◆ Objetivo do exercício ◆
Por favor, copie do texto sobre o governo Dilma tudo o que vai de "Do lado oposicionista" até "não é golpismo.", trocando "chantagem" por "pressão".

◆ Texto para leitura ◆
--------------------------------
Me impressiona particularmente ver quanta gente se dispõe voluntariamente a ser otário a ponto de ser massa de manobra desse pessoal. Pois é exatamente disso que se trata. Ao aceitar alegremente o convite de olhar para um contexto altamente complexo com o olhar de um militante secundarista, essas pessoas todas nada mais fazem que se tornar fantoches a serviços do interesse alheio. Interesses que, em sua histeria, eles nem percebem quais são. Como diria um professor que tive na faculdade, nem sabem em que molho estão sendo comidos.
Os que abraçam a ideia pífia de que todos os que criticam Dilma são golpistas estão avalizando os cortes absurdos feitos pelo governo em áreas como a educação. As pessoas que trabalham em universidade federal já estão plenamente cientes que devem estar satisfeitos se tiverem calças para vestir em 2018. Alunos estão perdendo bolsas, pagamentos estão atrasando, verbas cortadas por todos os lados... mas vá falar isso: sempre aparece alguém para te lembrar que você está repetindo o discurso da "mídia golpista". A histeria antigolpista legitima qualquer ação do governo.
Do lado oposicionista o mais inacreditável é ver como há gente de classe média comprando insanamente um discurso que só beneficia a elite e posando de politizada por causa disso. Pelo que me contam, hoje um editorial da Folha sugere duas alternativas a Dilma: renúncia ou cortes na educação, saúde e previdência como forma de combater a crise. Claro que isso foi lido como "golpismo" pelos governistas, mas não é nada disso. É apenas chantagem. Estão dizendo: se você quer sobreviver no poder, faça os pobres pagarem pela crise e não mexa com o empresariado. É luta de classes, não é golpismo.
--------------------------------
◆ Conjunto de dados ◆
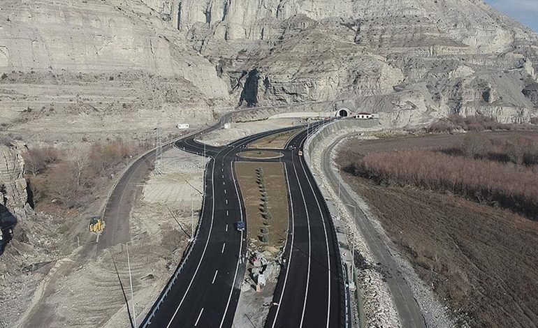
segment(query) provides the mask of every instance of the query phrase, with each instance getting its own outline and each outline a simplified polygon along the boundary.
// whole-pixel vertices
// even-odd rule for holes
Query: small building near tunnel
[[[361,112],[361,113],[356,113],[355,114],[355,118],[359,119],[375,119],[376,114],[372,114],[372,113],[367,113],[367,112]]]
--------------------------------
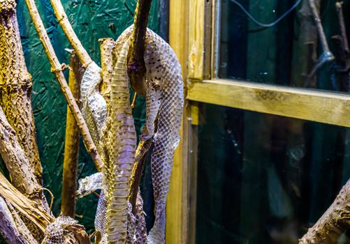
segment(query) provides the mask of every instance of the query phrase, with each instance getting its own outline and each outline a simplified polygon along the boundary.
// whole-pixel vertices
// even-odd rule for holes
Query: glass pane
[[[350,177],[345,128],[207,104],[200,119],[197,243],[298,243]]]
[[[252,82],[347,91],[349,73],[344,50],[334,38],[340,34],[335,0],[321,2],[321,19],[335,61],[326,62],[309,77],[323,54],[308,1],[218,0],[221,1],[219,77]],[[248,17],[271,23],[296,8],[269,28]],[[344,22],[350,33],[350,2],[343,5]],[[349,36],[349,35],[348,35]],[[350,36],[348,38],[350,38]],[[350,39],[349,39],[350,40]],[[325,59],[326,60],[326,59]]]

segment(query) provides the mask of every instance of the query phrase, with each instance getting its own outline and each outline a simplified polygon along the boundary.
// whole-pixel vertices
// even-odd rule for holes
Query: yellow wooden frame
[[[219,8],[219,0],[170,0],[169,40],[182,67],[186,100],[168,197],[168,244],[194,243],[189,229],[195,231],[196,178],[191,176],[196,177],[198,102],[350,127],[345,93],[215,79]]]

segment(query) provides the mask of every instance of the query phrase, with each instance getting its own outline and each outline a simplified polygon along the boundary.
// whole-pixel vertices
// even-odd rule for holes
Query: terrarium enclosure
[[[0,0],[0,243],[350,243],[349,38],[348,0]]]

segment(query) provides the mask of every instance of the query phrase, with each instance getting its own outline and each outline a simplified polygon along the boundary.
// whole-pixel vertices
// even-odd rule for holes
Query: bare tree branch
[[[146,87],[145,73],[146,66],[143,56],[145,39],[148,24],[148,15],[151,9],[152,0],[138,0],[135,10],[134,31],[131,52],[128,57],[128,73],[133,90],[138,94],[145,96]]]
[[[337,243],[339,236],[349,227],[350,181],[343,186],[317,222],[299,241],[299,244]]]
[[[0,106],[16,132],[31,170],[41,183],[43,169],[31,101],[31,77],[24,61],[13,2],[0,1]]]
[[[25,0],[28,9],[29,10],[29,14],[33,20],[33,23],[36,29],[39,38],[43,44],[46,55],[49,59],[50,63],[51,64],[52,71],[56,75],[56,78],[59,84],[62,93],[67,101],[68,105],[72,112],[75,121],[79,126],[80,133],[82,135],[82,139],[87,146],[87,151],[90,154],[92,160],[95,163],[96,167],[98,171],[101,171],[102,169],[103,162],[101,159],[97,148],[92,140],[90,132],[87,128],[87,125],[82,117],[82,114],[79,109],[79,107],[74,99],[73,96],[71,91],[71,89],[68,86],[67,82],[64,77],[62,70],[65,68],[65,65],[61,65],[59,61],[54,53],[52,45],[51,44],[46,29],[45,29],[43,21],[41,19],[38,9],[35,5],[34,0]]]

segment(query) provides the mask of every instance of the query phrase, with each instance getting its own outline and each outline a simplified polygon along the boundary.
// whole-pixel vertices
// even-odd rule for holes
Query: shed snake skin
--------------------------------
◆ Resultado do exercício ◆
Do lado oposicionista o mais inacreditável é ver como há gente de classe média comprando insanamente um discurso que só beneficia a elite e posando de politizada por causa disso. Pelo que me contam, hoje um editorial da Folha sugere duas alternativas a Dilma: renúncia ou cortes na educação, saúde e previdência como forma de combater a crise. Claro que isso foi lido como "golpismo" pelos governistas, mas não é nada disso. É apenas pressão. Estão dizendo: se você quer sobreviver no poder, faça os pobres pagarem pela crise e não mexa com o empresariado. É luta de classes, não é golpismo.